**Work to do**
Output every line from the beginning of the entries through the line containing "[663, 426, 776, 631]" as a JSON array of strings, one string per line, skipping blank lines.

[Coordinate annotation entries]
☆ ☆ ☆

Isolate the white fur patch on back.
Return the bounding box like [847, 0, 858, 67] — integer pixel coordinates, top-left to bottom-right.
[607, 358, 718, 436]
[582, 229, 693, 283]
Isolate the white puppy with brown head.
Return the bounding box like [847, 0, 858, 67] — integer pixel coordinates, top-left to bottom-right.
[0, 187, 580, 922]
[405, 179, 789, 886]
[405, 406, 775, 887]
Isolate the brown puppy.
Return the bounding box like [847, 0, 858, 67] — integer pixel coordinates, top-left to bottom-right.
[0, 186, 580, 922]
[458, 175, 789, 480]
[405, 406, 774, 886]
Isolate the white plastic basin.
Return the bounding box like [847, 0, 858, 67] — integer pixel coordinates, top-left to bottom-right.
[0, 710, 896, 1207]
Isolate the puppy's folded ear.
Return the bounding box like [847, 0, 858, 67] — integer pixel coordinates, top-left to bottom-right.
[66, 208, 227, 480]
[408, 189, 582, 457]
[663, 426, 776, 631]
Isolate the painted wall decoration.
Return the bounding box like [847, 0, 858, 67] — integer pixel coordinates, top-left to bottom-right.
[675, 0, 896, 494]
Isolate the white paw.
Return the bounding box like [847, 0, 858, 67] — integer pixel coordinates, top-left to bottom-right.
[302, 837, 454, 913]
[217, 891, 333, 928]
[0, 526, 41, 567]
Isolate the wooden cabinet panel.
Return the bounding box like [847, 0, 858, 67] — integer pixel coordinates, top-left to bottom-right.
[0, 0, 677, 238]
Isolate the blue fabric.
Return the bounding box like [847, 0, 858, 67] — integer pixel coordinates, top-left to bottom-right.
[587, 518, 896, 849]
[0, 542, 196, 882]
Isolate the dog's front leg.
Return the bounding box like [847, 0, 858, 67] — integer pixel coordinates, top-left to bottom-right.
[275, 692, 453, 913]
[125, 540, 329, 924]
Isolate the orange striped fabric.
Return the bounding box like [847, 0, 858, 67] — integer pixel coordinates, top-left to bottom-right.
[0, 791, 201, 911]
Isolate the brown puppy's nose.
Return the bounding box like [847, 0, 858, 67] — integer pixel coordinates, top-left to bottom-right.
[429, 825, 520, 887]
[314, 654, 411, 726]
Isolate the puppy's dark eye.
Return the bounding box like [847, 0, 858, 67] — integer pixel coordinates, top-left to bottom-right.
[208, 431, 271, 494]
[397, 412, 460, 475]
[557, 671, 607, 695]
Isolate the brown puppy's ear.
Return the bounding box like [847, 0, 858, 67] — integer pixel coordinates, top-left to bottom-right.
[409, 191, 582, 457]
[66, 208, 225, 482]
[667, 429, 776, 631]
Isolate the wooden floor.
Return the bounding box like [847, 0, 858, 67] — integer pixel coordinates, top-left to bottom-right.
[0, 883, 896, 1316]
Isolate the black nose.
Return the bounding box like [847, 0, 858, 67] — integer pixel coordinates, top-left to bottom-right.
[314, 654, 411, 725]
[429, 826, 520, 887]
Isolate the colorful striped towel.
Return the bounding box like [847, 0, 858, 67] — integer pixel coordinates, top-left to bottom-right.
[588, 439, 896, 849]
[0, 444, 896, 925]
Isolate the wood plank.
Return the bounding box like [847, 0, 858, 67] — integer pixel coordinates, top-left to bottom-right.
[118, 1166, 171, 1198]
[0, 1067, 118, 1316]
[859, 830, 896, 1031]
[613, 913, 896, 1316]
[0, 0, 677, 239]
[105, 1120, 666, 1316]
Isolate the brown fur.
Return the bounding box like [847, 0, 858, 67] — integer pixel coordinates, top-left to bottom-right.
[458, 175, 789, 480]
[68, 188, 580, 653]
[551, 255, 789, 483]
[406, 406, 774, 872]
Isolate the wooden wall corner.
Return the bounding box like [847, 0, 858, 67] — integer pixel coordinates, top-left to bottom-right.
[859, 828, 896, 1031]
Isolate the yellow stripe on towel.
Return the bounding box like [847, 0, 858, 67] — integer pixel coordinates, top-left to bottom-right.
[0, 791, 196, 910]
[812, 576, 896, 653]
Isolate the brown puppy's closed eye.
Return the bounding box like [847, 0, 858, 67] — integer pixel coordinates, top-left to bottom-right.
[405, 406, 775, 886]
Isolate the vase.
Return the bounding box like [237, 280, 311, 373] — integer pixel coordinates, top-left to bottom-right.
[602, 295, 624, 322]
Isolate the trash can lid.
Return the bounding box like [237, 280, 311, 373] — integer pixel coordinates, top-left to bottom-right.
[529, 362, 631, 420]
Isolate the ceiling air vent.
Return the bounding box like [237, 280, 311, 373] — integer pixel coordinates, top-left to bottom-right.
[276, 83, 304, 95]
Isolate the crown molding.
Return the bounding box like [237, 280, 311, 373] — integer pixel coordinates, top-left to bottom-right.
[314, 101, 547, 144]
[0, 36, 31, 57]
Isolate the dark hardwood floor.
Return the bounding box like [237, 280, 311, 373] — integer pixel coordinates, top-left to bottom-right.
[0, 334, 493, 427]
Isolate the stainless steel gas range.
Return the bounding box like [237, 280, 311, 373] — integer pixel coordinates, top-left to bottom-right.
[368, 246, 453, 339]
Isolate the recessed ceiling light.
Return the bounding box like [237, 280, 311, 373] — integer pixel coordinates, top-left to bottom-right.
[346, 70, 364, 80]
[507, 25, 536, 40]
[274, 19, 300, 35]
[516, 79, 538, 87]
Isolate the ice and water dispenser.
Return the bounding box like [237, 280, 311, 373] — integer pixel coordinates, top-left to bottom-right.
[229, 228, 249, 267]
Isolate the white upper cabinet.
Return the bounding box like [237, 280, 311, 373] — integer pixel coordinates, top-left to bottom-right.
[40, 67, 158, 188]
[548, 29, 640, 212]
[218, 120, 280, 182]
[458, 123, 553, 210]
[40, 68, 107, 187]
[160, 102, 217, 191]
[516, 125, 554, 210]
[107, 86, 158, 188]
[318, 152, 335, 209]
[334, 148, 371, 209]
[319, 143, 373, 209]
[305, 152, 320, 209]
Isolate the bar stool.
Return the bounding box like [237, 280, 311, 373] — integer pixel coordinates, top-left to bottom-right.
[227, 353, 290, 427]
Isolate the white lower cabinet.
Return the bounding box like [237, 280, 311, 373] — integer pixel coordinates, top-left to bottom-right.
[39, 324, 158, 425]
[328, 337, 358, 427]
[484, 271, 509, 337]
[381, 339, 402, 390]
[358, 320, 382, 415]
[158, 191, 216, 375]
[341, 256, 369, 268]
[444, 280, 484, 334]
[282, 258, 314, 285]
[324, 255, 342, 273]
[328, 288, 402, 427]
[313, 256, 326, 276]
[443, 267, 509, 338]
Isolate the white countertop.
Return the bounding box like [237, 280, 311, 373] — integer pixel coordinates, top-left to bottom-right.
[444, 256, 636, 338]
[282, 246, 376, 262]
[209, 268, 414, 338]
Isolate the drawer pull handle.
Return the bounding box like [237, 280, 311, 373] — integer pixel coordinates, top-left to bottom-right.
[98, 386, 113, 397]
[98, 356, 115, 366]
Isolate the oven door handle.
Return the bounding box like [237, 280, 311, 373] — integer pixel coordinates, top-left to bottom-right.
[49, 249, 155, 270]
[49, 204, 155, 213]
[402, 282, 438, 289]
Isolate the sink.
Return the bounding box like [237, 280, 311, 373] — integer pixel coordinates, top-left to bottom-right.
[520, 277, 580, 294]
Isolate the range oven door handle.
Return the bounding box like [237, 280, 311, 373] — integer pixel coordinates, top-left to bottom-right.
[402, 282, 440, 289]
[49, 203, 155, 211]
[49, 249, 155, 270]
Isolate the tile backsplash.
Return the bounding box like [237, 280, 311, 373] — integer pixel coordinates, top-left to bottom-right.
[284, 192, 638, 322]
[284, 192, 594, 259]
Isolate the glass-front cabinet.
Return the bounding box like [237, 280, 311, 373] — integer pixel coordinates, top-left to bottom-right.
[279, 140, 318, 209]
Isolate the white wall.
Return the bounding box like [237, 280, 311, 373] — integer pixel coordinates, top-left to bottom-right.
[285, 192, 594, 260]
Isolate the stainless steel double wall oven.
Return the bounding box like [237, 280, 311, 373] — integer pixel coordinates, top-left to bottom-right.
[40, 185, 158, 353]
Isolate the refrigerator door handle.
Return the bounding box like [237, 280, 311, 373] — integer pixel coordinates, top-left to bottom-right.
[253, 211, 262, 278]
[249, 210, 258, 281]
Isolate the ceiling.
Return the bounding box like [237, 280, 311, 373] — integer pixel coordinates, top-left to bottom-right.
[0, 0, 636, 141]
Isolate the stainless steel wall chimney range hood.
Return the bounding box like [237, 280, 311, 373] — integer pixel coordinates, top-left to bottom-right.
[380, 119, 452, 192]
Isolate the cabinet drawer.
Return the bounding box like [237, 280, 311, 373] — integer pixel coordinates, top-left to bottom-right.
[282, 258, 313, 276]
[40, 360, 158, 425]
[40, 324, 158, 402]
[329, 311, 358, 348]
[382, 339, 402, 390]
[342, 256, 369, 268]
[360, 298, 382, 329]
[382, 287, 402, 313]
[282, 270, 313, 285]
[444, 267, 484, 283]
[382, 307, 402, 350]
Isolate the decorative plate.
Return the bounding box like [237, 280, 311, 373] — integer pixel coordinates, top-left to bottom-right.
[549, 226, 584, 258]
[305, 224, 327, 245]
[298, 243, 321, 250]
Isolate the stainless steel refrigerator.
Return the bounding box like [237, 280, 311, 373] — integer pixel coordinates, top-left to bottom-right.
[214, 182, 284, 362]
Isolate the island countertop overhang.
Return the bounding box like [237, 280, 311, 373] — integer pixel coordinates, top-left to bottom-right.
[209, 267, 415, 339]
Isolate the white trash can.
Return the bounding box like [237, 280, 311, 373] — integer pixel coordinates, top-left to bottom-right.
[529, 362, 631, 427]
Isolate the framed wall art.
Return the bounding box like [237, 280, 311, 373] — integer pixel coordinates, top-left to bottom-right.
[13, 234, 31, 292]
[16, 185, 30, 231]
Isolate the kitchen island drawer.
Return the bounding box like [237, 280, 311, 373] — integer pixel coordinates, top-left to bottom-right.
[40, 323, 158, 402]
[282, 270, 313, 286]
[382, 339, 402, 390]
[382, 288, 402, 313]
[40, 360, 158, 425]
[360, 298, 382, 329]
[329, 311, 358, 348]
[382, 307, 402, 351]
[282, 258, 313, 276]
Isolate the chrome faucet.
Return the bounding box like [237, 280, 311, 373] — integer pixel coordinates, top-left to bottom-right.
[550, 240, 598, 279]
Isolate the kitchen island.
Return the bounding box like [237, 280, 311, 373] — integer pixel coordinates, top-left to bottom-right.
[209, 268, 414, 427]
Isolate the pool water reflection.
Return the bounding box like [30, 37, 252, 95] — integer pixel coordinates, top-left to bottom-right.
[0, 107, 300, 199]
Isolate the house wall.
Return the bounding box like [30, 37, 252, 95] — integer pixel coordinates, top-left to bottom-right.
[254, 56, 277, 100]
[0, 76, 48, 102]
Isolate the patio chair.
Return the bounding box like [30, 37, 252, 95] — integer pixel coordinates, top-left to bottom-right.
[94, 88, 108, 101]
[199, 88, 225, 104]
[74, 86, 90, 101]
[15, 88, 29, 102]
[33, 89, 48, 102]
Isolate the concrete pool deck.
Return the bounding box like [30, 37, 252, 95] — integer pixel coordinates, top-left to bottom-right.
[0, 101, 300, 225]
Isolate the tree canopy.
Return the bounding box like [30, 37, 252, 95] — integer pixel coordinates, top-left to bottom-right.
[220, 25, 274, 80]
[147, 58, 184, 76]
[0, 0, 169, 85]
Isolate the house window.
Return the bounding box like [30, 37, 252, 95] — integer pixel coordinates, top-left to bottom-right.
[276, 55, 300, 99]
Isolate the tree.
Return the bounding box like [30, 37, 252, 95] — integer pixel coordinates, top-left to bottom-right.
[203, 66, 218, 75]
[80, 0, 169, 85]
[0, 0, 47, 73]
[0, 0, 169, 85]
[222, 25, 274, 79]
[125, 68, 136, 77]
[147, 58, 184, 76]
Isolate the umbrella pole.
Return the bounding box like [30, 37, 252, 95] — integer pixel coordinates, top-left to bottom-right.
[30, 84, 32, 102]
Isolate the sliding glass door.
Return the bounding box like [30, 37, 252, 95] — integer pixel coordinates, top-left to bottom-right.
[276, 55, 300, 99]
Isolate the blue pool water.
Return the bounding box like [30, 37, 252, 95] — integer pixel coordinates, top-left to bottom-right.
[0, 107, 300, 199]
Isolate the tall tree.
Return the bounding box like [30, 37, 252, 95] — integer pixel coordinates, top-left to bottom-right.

☆ ☆ ☆

**Result of the task**
[
  "Isolate the white fur patch on back.",
  "Return the bounding box like [847, 0, 858, 67] — integer pixel coordinates, top-left to bottom-right.",
  "[607, 358, 718, 436]",
  "[582, 229, 693, 283]",
  "Isolate the white puppy with brown head.",
  "Return the bounding box like [847, 0, 858, 67] — integer pixel coordinates, top-left to bottom-right.",
  "[0, 187, 580, 922]",
  "[405, 179, 789, 886]",
  "[405, 406, 775, 887]",
  "Isolate the brown puppy.",
  "Return the bounding box like [847, 0, 858, 67] — integer pixel coordinates, top-left to bottom-right.",
  "[0, 186, 580, 922]",
  "[458, 175, 789, 480]",
  "[405, 406, 774, 886]",
  "Isolate the white plastic basin.",
  "Return the bounding box like [847, 0, 858, 67] — integer pixel coordinates, top-left to bottom-right.",
  "[0, 710, 896, 1207]",
  "Isolate the puppy's folded ear.",
  "Return the bounding box like [847, 0, 858, 67] — integer pixel coordinates, top-left to bottom-right.",
  "[66, 208, 227, 480]",
  "[408, 189, 582, 457]",
  "[663, 426, 776, 631]"
]